■ WORK TASK:
Below are some entries. Copy each line in them that holds "pickup".
Segment Start: DATA SHOWN
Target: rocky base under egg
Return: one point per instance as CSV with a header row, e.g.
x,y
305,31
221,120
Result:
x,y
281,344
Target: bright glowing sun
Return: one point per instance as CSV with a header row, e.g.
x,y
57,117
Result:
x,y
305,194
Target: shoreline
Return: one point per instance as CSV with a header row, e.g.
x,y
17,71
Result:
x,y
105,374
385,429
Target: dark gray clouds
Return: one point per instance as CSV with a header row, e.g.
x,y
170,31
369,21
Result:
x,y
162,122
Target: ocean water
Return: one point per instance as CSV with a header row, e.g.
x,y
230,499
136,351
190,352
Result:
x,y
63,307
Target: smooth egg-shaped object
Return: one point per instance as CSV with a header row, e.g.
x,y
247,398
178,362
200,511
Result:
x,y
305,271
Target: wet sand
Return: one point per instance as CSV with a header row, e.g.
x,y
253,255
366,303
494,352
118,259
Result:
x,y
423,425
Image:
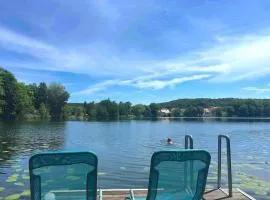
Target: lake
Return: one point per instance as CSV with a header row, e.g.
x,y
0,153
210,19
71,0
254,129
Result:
x,y
124,149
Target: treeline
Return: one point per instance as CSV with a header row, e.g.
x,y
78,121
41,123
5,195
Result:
x,y
107,109
229,107
21,101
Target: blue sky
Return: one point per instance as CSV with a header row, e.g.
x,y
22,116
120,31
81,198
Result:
x,y
142,50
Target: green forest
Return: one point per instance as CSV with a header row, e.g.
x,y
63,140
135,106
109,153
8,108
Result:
x,y
33,101
19,101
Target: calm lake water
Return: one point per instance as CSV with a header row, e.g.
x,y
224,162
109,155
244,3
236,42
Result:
x,y
124,149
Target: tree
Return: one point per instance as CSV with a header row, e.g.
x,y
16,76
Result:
x,y
193,112
243,111
138,110
9,84
218,112
91,110
43,111
57,99
176,112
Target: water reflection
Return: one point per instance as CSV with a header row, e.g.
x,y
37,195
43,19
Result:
x,y
124,149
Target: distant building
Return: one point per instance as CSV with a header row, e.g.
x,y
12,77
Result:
x,y
209,112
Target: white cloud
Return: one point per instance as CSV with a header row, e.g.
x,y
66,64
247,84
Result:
x,y
141,83
233,59
256,89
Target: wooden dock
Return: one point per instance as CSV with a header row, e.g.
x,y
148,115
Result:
x,y
217,194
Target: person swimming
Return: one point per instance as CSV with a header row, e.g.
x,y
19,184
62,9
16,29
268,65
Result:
x,y
169,140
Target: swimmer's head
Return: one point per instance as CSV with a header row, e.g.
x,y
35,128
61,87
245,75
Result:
x,y
169,140
50,196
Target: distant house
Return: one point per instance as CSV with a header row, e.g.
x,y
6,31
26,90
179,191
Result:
x,y
207,112
164,112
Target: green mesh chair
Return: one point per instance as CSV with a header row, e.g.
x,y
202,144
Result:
x,y
63,176
178,175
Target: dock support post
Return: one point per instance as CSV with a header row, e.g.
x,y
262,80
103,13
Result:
x,y
229,164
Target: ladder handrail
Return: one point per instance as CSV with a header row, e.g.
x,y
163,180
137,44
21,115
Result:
x,y
188,142
229,164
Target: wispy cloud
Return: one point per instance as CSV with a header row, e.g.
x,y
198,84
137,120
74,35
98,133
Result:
x,y
257,89
160,84
141,83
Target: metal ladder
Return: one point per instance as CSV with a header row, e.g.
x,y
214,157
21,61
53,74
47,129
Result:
x,y
189,145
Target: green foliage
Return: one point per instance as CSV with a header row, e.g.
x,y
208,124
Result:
x,y
20,101
9,84
218,112
124,108
193,112
57,99
44,111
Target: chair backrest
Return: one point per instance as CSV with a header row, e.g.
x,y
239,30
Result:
x,y
64,175
178,175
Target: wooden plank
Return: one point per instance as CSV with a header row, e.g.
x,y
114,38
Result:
x,y
209,195
121,194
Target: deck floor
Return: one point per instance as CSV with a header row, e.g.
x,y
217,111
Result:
x,y
209,195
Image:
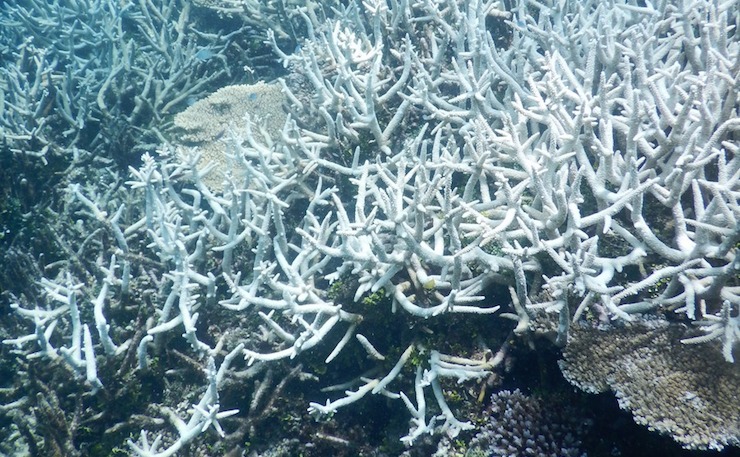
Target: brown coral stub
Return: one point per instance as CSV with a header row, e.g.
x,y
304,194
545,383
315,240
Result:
x,y
685,391
220,122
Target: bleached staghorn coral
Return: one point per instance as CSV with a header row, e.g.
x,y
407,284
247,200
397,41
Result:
x,y
83,76
463,160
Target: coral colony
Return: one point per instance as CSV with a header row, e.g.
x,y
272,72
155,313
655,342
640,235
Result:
x,y
567,166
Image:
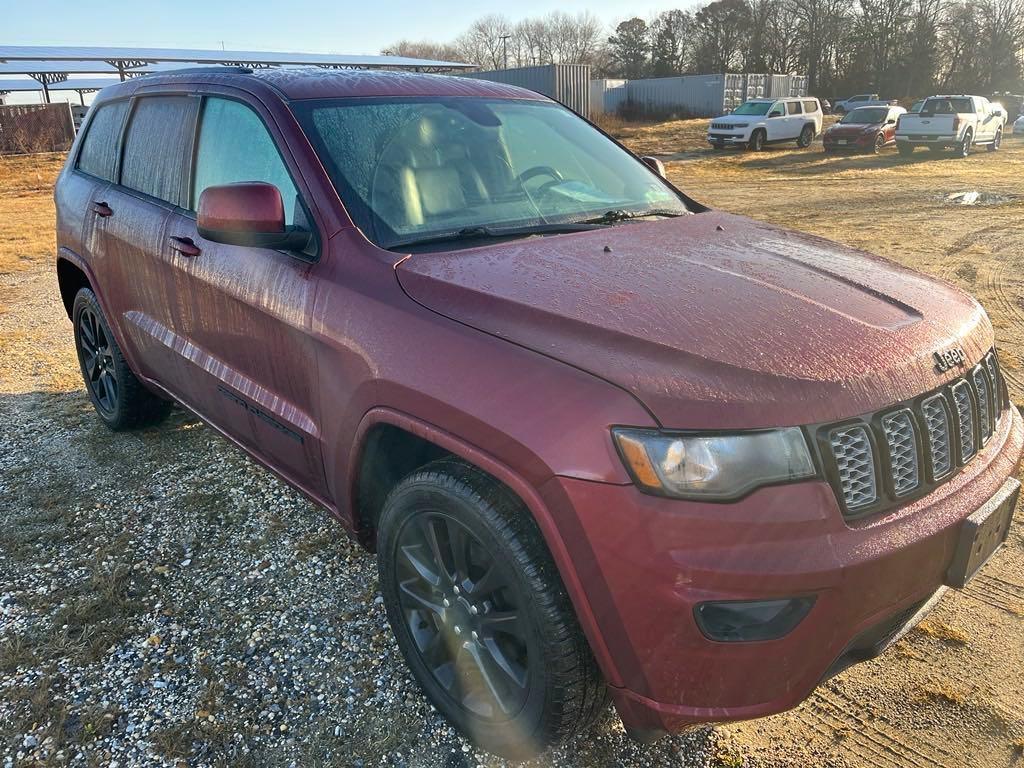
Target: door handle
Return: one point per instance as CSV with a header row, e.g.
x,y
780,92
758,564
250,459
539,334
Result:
x,y
184,246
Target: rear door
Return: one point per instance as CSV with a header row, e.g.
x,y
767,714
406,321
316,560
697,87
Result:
x,y
775,125
81,197
794,119
150,184
244,312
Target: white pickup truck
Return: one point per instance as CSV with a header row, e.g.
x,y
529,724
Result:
x,y
960,122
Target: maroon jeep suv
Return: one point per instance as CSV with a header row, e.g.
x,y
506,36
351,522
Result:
x,y
604,441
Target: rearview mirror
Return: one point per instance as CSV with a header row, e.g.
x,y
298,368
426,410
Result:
x,y
248,213
654,164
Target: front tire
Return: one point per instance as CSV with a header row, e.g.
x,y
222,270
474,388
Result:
x,y
480,614
119,397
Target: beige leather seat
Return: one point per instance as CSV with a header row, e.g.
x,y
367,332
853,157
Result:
x,y
432,177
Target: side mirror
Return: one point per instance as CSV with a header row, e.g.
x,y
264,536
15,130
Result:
x,y
654,164
248,213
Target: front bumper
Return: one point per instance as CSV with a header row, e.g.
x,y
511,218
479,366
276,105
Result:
x,y
923,140
728,139
647,561
849,143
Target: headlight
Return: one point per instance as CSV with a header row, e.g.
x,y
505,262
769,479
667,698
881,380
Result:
x,y
713,467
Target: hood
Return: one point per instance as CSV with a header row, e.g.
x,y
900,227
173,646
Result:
x,y
712,321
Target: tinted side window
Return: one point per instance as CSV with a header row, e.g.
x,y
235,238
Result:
x,y
233,145
157,145
98,154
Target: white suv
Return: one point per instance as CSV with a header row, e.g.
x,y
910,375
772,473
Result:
x,y
767,121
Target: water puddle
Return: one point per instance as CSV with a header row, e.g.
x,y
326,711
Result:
x,y
975,198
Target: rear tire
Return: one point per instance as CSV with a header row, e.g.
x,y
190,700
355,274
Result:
x,y
480,613
119,397
964,147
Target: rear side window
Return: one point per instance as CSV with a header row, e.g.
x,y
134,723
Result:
x,y
157,146
99,147
235,145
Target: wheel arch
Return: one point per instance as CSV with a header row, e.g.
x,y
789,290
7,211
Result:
x,y
381,425
72,278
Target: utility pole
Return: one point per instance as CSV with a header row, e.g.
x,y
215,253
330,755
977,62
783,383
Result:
x,y
505,49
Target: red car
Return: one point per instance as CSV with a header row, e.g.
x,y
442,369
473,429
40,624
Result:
x,y
604,440
863,129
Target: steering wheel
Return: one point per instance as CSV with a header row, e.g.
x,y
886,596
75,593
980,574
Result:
x,y
540,170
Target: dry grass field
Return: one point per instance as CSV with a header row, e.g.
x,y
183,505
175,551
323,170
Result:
x,y
136,624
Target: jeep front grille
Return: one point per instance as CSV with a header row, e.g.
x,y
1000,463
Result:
x,y
905,451
965,417
855,462
902,441
936,414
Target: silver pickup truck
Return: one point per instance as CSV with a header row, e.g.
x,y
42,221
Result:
x,y
960,122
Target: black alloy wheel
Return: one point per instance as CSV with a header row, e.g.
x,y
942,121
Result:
x,y
117,394
479,611
97,361
463,615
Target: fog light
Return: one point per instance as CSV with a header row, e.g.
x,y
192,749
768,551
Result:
x,y
748,621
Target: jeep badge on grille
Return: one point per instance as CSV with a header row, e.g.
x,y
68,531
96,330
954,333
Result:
x,y
948,359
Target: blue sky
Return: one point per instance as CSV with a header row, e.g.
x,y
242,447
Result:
x,y
315,26
307,26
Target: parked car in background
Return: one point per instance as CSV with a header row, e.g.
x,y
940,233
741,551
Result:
x,y
960,122
767,121
844,105
605,442
863,129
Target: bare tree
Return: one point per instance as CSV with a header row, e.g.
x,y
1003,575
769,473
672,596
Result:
x,y
671,42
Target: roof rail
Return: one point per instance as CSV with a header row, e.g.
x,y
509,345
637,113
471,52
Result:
x,y
213,70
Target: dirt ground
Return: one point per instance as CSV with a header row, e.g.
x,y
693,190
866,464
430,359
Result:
x,y
163,601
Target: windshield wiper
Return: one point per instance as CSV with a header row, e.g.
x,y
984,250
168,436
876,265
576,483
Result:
x,y
485,232
615,215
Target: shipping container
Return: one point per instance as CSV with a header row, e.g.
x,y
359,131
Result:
x,y
691,95
568,84
756,85
606,95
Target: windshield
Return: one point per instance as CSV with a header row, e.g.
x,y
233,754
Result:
x,y
411,170
753,108
865,116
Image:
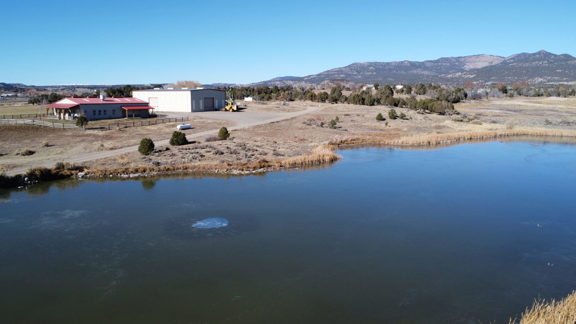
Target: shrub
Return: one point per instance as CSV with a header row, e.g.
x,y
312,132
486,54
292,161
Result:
x,y
223,134
26,152
146,146
178,138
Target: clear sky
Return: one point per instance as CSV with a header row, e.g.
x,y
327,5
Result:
x,y
123,41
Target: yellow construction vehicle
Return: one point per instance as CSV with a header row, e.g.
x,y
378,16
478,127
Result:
x,y
230,104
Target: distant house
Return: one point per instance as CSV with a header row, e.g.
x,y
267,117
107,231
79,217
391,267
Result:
x,y
99,108
182,100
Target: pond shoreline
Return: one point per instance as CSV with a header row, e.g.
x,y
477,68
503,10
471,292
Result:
x,y
323,155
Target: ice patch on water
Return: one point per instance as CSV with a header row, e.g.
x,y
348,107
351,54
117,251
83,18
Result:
x,y
63,220
208,223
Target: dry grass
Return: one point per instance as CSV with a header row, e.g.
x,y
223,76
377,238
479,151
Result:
x,y
447,139
557,312
21,108
321,155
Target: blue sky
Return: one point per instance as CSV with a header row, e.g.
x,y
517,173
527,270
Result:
x,y
122,42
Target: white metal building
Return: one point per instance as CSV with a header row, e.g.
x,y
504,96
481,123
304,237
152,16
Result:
x,y
182,100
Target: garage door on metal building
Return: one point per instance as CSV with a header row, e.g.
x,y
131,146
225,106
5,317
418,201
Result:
x,y
209,103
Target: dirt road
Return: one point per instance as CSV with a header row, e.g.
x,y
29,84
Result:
x,y
241,120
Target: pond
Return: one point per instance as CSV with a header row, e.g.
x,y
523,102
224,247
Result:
x,y
460,234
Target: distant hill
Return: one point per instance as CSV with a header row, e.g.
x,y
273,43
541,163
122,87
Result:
x,y
535,68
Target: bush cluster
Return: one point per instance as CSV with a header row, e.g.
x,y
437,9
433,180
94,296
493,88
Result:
x,y
178,138
146,146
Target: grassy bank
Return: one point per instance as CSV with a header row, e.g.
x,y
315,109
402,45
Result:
x,y
455,138
557,312
322,155
37,175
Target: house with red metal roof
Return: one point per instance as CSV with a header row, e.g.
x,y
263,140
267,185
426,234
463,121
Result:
x,y
99,108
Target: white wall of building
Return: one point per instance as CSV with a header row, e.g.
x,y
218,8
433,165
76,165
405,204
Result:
x,y
181,100
170,101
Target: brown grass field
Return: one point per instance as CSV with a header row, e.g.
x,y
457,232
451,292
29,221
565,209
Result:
x,y
295,142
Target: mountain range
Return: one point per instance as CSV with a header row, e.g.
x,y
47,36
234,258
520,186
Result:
x,y
534,68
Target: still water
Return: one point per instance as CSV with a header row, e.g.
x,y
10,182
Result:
x,y
464,234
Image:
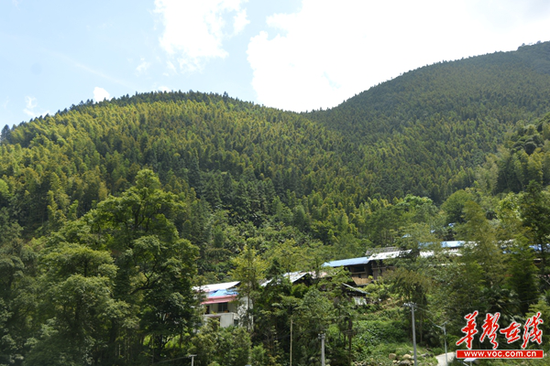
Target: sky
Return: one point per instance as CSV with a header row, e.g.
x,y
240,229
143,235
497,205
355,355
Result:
x,y
296,55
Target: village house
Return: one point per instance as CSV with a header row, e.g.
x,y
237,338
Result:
x,y
220,303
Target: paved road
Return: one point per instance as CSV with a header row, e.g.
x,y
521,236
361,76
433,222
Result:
x,y
441,358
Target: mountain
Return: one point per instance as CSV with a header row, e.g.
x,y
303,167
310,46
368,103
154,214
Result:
x,y
424,133
111,212
427,130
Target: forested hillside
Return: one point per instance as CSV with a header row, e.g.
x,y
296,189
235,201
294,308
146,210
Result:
x,y
110,212
425,132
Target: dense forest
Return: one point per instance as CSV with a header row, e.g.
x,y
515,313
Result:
x,y
111,212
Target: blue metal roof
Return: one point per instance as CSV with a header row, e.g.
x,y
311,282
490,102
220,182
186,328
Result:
x,y
347,262
222,292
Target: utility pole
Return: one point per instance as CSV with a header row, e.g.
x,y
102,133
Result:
x,y
291,322
445,335
412,306
322,338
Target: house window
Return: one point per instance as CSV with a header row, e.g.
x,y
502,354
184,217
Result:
x,y
222,307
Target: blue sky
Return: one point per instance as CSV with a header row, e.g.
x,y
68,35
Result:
x,y
290,54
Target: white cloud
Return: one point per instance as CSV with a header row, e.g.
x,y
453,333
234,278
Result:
x,y
142,67
30,105
195,30
329,51
101,94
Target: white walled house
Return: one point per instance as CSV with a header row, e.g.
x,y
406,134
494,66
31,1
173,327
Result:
x,y
220,302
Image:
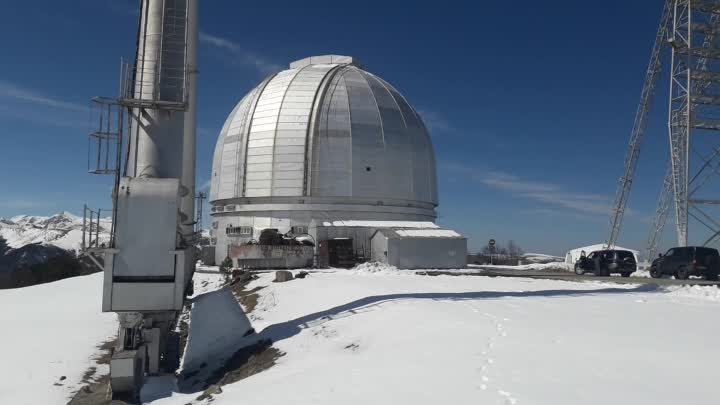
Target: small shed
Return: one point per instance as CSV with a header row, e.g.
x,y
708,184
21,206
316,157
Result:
x,y
419,248
573,255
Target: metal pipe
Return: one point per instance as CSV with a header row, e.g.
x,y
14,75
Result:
x,y
187,205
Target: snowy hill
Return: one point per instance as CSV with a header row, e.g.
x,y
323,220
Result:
x,y
63,230
390,337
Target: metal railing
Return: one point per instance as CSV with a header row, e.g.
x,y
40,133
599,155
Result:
x,y
105,142
91,230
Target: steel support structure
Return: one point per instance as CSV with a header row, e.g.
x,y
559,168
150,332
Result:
x,y
694,115
660,219
640,124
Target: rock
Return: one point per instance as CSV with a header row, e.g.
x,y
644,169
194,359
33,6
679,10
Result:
x,y
282,276
209,392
Segment End: DATA SHOWN
■ OUTPUT BELOW:
Target: white pickup truck
Target: silver pickup truck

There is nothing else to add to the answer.